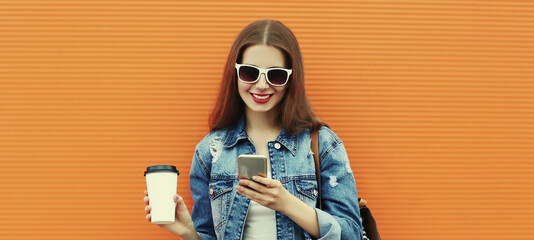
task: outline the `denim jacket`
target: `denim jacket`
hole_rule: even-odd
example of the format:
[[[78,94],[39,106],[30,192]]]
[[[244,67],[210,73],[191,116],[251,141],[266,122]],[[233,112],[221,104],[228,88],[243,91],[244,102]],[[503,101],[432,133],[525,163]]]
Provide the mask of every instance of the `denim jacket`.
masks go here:
[[[192,218],[202,239],[241,239],[250,200],[237,193],[237,157],[254,154],[242,118],[235,126],[210,132],[195,149],[189,175],[195,202]],[[268,143],[271,175],[293,195],[315,208],[319,239],[362,239],[356,183],[343,142],[327,127],[319,130],[323,209],[316,208],[317,188],[309,130],[282,130]],[[311,239],[276,211],[277,239]]]

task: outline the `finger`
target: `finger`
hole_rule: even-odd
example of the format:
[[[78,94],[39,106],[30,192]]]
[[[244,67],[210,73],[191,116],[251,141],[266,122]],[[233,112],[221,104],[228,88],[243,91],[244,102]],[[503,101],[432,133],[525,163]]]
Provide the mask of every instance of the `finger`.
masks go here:
[[[148,196],[145,196],[145,197],[143,198],[143,201],[144,201],[146,204],[148,204],[148,203],[150,202],[150,198],[148,198]]]
[[[264,177],[261,177],[261,176],[253,176],[252,180],[254,180],[254,181],[258,182],[258,183],[261,183],[261,184],[263,184],[265,186],[268,186],[268,184],[272,182],[272,179],[264,178]]]
[[[152,222],[152,215],[147,214],[147,215],[145,216],[145,218],[146,218],[146,220],[148,220],[149,222]]]
[[[176,195],[176,219],[182,223],[192,222],[191,214],[185,205],[184,198],[180,195]]]
[[[279,187],[279,186],[282,185],[280,183],[280,181],[278,181],[276,179],[264,178],[264,177],[260,177],[260,176],[254,176],[254,177],[252,177],[252,180],[254,180],[256,182],[259,182],[259,183],[265,185],[268,188],[275,188],[275,187]]]
[[[248,199],[256,200],[258,198],[258,192],[256,192],[255,190],[243,186],[236,186],[236,189],[239,194],[243,195]]]
[[[270,179],[271,181],[269,184],[267,184],[267,187],[269,188],[277,188],[277,187],[283,187],[282,183],[278,180]]]
[[[257,203],[259,203],[260,205],[263,205],[265,207],[269,207],[267,206],[267,204],[269,203],[269,196],[265,195],[265,194],[262,194],[262,193],[259,193],[259,192],[256,192],[254,190],[251,190],[249,188],[246,188],[246,187],[242,187],[242,186],[236,186],[236,188],[238,189],[237,192],[239,194],[241,194],[243,197],[246,197],[250,200],[253,200]],[[270,208],[270,207],[269,207]]]
[[[247,197],[247,193],[245,192],[246,187],[242,187],[242,186],[237,185],[237,186],[235,186],[235,189],[237,189],[237,193],[241,194],[243,197],[248,198]]]
[[[174,195],[175,201],[176,201],[176,207],[178,210],[187,210],[187,206],[185,205],[184,198],[178,194]]]
[[[260,184],[260,183],[257,183],[257,182],[254,182],[254,181],[250,181],[250,180],[247,180],[247,179],[241,179],[239,180],[239,185],[241,186],[246,186],[250,189],[253,189],[253,190],[260,190],[262,187],[265,187],[263,184]]]
[[[145,190],[145,196],[148,196],[148,191],[147,190]]]
[[[269,178],[262,178],[262,177],[254,177],[254,179],[258,179],[260,180],[261,182],[256,182],[256,181],[249,181],[249,184],[250,185],[250,188],[253,188],[254,190],[256,190],[257,192],[259,193],[268,193],[270,191],[271,188],[275,188],[275,187],[278,187],[280,184],[280,181],[278,180],[273,180],[273,179],[269,179]]]
[[[146,206],[146,207],[145,207],[145,212],[146,212],[146,213],[150,213],[150,211],[152,211],[152,207],[150,207],[150,206]]]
+--
WHAT TO PRODUCE
Only the number is wanted: how many lines in the data include the string "denim"?

RESPONSE TO THE EXERCISE
3